He’s right, and it’s changing (almost) everything about the future of management.

The executive of the future will manage people and command armies of AI Agents.

The Agentic Executive is emerging.

Management tasks that once required layers of middle managers (summarizing, assigning, evaluating) can now be handled by Agents.

This is not a futurist’s fantasy. It’s now.

AI-first companies are creating new categories of work. They’re commanding fleets of digital operators that surface insights no human org chart could ever reveal. That means we all have a legendary opportunity to shape the world like no other humans that came before us.

In this mini-book, we’ll jam on:

  • Why Peter Drucker’s classic playbook is being rewritten in real time, and how to get on the right side of history

  • Why the old model of leverage through headcount is collapsing, and how a new model of massive result production through Agents is replacing it.

  • How to use the “I Do → Agents Do” framework, a practical playbook for moving repeatable tasks out of your inbox and into your Agent fleet

(If you haven’t read the Superconsumer AI Agents or The Trillion-Dollar Future mini-books, we recommend reading these too.)

Grab yourself a chair and your favorite drink.

Let’s set sail for the future.

The Agentic Executive

Let’s rewind to the 1960s to see how we got here.

Peter Drucker’s The Effective Executive was a landmark when it was published in 1967. His ideas were simple, elegant, and radical for their time:

  • Time is the scarcest resource, so know where it goes and eliminate waste.

  • Focus on contribution by asking: What can I contribute that truly makes a difference?

  • Make strengths productive and organize teams so people’s strengths compound.

  • Concentrate on priorities by doing the few things that matter most.

  • Make effective decisions by gathering facts, weighing options, and choosing deliberately.

→ **Study questions**:
**1)** Answer from the passage on the Agentic Executive:
(a) In what year was The Effective Executive published?
(b) Which three management tasks does the passage say Agents can now handle?
(c) What is the name of the framework for moving repeatable tasks into an Agent fleet?
**2)** Copy the passage on the Agentic Executive word for word, from "Grab yourself a" to "and eliminate waste.".
Nothing in the material is needed here.

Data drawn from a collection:
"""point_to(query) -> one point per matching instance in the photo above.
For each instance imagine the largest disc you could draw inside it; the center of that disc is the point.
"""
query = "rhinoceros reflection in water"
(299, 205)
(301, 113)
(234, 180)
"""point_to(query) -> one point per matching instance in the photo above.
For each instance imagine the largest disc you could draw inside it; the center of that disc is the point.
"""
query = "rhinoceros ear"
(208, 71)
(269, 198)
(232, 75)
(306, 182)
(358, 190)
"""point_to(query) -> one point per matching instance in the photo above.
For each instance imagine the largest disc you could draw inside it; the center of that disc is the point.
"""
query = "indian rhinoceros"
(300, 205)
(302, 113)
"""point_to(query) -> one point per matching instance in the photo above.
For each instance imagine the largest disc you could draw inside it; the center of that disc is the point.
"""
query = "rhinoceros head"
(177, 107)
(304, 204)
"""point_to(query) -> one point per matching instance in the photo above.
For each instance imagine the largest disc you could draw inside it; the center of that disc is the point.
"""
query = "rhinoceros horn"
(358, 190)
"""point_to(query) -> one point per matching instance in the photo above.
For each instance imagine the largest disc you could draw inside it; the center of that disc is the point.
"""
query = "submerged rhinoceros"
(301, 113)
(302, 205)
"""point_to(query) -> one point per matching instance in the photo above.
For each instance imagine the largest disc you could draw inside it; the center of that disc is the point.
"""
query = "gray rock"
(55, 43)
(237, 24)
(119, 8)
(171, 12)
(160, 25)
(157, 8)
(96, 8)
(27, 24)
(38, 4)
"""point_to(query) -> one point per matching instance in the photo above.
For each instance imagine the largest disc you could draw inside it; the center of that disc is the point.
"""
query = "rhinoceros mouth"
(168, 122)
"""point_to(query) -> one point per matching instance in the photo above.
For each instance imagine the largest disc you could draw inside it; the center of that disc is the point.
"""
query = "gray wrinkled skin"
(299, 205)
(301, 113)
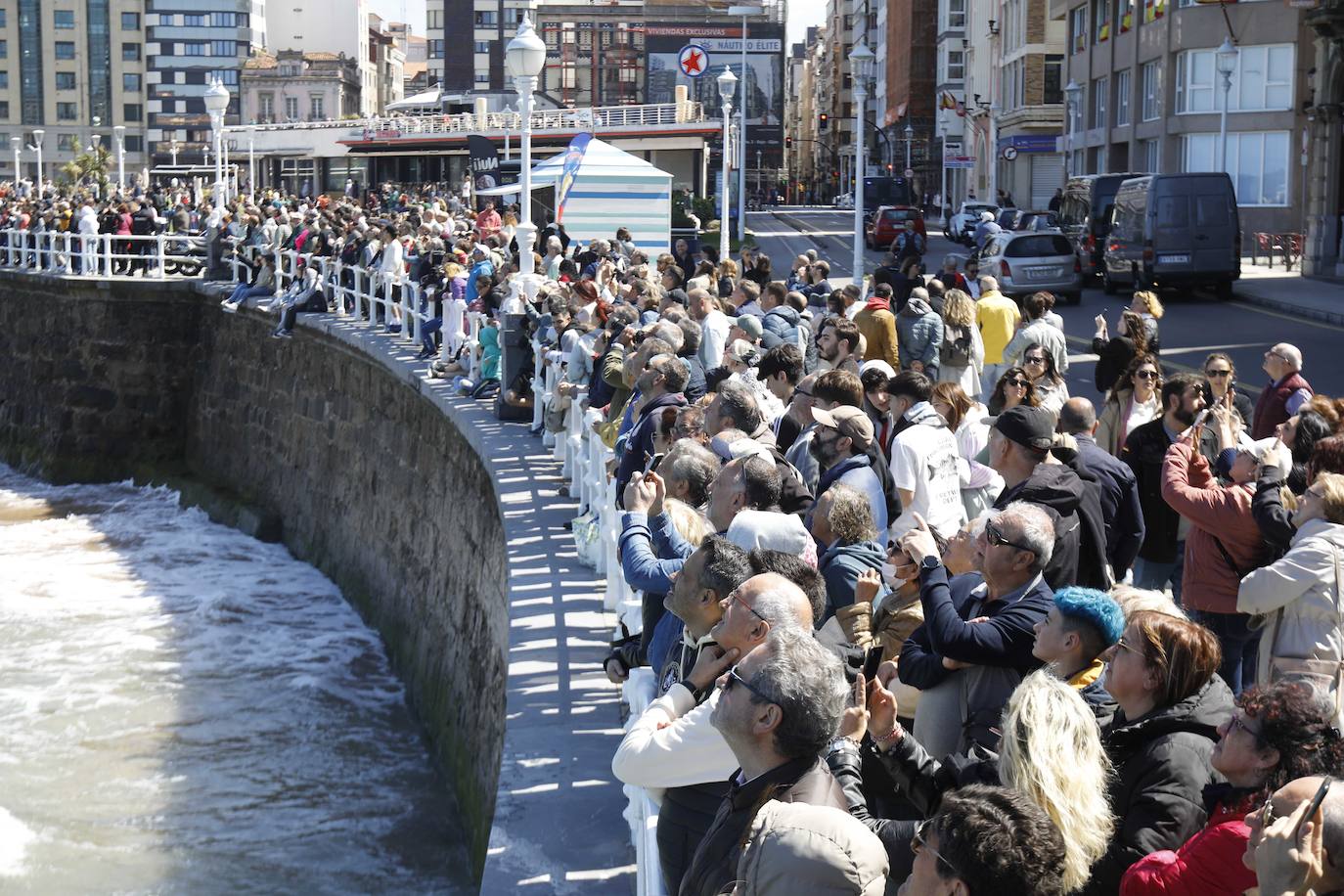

→ **Answers to the exercises**:
**1)**
(a) 1967
(b) Summarizing, assigning, and evaluating
(c) The "I Do → Agents Do" framework

**2)**
Grab yourself a chair and your favorite drink.

Let’s set sail for the future.

The Agentic Executive

Let’s rewind to the 1960s to see how we got here.

Peter Drucker’s The Effective Executive was a landmark when it was published in 1967. His ideas were simple, elegant, and radical for their time:

  • Time is the scarcest resource, so know where it goes and eliminate waste.